Records from a segmentation dataset
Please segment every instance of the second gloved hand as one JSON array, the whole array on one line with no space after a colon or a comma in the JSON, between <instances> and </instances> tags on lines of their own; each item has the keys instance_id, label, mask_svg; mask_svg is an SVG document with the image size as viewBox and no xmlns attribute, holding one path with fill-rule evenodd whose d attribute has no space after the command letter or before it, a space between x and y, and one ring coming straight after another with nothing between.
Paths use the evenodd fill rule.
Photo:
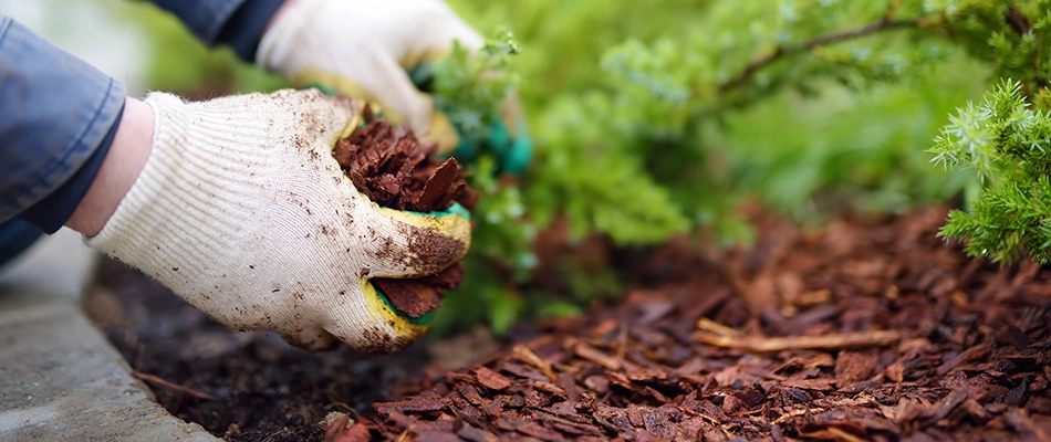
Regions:
<instances>
[{"instance_id":1,"label":"second gloved hand","mask_svg":"<svg viewBox=\"0 0 1051 442\"><path fill-rule=\"evenodd\" d=\"M440 272L467 252L470 225L382 209L343 176L331 149L360 102L316 91L146 102L149 158L91 246L229 327L306 349L392 351L424 333L368 278Z\"/></svg>"},{"instance_id":2,"label":"second gloved hand","mask_svg":"<svg viewBox=\"0 0 1051 442\"><path fill-rule=\"evenodd\" d=\"M289 0L259 43L257 64L294 86L322 85L378 103L394 124L408 124L448 151L459 143L434 101L406 69L469 49L482 38L440 0Z\"/></svg>"}]
</instances>

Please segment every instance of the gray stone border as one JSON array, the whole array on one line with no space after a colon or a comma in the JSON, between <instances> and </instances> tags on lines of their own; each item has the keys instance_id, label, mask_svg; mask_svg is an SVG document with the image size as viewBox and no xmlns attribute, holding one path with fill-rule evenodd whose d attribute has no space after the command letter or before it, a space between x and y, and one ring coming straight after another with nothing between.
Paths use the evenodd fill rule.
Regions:
<instances>
[{"instance_id":1,"label":"gray stone border","mask_svg":"<svg viewBox=\"0 0 1051 442\"><path fill-rule=\"evenodd\" d=\"M0 440L218 441L160 407L87 319L97 262L62 230L0 267Z\"/></svg>"}]
</instances>

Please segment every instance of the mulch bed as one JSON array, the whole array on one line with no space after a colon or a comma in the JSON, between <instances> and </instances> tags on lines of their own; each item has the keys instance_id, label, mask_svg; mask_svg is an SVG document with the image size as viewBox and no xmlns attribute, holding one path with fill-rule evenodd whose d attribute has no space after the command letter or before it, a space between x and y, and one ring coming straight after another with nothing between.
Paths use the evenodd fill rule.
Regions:
<instances>
[{"instance_id":1,"label":"mulch bed","mask_svg":"<svg viewBox=\"0 0 1051 442\"><path fill-rule=\"evenodd\" d=\"M195 359L202 333L246 335L185 324L189 307L110 336L139 371L214 397L147 382L235 440L1051 440L1051 269L965 257L935 238L945 213L814 234L763 218L759 244L728 253L675 241L617 304L451 371L420 371L419 346L311 356L259 335ZM122 284L121 303L148 296Z\"/></svg>"}]
</instances>

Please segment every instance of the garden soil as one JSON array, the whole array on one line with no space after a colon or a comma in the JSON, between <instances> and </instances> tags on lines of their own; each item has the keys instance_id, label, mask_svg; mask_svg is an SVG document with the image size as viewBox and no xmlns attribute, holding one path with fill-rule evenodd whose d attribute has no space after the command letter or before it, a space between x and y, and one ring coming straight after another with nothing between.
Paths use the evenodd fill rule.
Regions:
<instances>
[{"instance_id":1,"label":"garden soil","mask_svg":"<svg viewBox=\"0 0 1051 442\"><path fill-rule=\"evenodd\" d=\"M1051 440L1051 269L965 257L946 212L673 241L625 261L621 301L459 367L441 341L229 332L114 262L89 308L169 411L229 440Z\"/></svg>"}]
</instances>

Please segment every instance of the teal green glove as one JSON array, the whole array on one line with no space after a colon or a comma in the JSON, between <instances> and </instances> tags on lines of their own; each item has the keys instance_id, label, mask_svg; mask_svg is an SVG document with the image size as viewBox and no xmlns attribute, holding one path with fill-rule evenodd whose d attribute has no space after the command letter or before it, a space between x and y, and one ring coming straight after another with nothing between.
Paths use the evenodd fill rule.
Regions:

*STATED EXERCISE:* Put every line of the records above into a numbered list, omitting blank lines and leaving the pictures out.

*THE ANSWER:*
1. Please segment every instance of the second gloved hand as one JSON array, the whole array on one line with no space after a colon or a comma in the JSON, between <instances> and </instances> tags on lines of their own; each item has the keys instance_id, label, mask_svg; mask_svg is an SVG document with the image size as viewBox and no xmlns attribute, holding one path with fill-rule evenodd whose d attribute has no space after the command letter or before it, a space between x and y, and one ring coming straight after another with nothing between.
2. Paths use the evenodd fill rule.
3. Photo:
4. Regions:
5. <instances>
6. [{"instance_id":1,"label":"second gloved hand","mask_svg":"<svg viewBox=\"0 0 1051 442\"><path fill-rule=\"evenodd\" d=\"M440 272L467 252L470 225L382 209L343 176L331 149L360 102L316 91L146 102L149 158L91 246L229 327L306 349L392 351L424 333L368 278Z\"/></svg>"},{"instance_id":2,"label":"second gloved hand","mask_svg":"<svg viewBox=\"0 0 1051 442\"><path fill-rule=\"evenodd\" d=\"M289 0L259 43L257 64L294 86L322 85L378 103L394 124L408 124L448 151L459 143L434 101L406 69L469 49L482 38L440 0Z\"/></svg>"}]
7. </instances>
8. Please segment every instance of the gray stone border as one JSON array, the whole array on one line with no space after a colon or a comma in the JSON, between <instances> and </instances> tags on lines of their own; each item has the keys instance_id, label, mask_svg; mask_svg is an SVG document with the image size as viewBox and no xmlns attribute, holding one path with fill-rule evenodd whose d attribute has no space after the command letter or before it, a space between x and y, and one ring coming straight after another with nothing between.
9. Paths use the evenodd fill rule.
10. Regions:
11. <instances>
12. [{"instance_id":1,"label":"gray stone border","mask_svg":"<svg viewBox=\"0 0 1051 442\"><path fill-rule=\"evenodd\" d=\"M0 440L218 441L160 407L87 319L97 262L62 230L0 267Z\"/></svg>"}]
13. </instances>
14. Please segment every instance of the mulch bed as one JSON array, the whole array on one line with no space after a colon or a comma in the JSON, between <instances> and </instances> tags on lines of their own; each item has the keys instance_id, label, mask_svg; mask_svg is an SVG document with the image size as viewBox and no xmlns attribute, holding one path with fill-rule evenodd whose d attribute has no space after the command letter or before it, a space between x and y, and one ring coming straight after another with nothing between.
15. Paths use the evenodd fill rule.
16. Regions:
17. <instances>
18. [{"instance_id":1,"label":"mulch bed","mask_svg":"<svg viewBox=\"0 0 1051 442\"><path fill-rule=\"evenodd\" d=\"M195 359L202 333L246 335L185 324L189 307L110 336L139 371L214 397L147 382L235 440L1051 440L1051 269L965 257L935 238L945 213L814 234L763 218L759 244L728 253L675 241L617 304L451 371L420 371L419 346L311 356L259 335ZM122 284L121 303L148 296Z\"/></svg>"}]
19. </instances>
20. Please segment every instance of the garden soil as one JSON array, the whole array on one line with no space after a colon or a comma in the JSON, between <instances> and </instances> tags on lines of their own; each item has the keys instance_id, label, mask_svg; mask_svg is an SVG document with the image size as viewBox and no xmlns attribute, holding one path with fill-rule evenodd whose d attribute has no space after the command letter or before it, a space between x and y, and one ring coming straight after another with nothing between.
21. Paths use the evenodd fill rule.
22. Regions:
23. <instances>
24. [{"instance_id":1,"label":"garden soil","mask_svg":"<svg viewBox=\"0 0 1051 442\"><path fill-rule=\"evenodd\" d=\"M1051 440L1051 269L965 257L946 212L673 241L625 261L621 301L459 367L441 341L229 332L114 262L89 308L169 411L229 440Z\"/></svg>"}]
25. </instances>
26. Please segment every instance of the teal green glove as one JSON array, the whole array on one line with no space after a colon or a comma in the JSON, between <instances> and </instances> tags on lines of their own; each item has the keys instance_id, label, mask_svg; mask_svg is an SVG document with the image size as viewBox and no xmlns attribute, holding one path with fill-rule evenodd whose d attribute has no space after the command letter or before it, a space between x and y, and one ring coming straight after another with nothing between.
27. Paths use the evenodd fill rule.
28. Regions:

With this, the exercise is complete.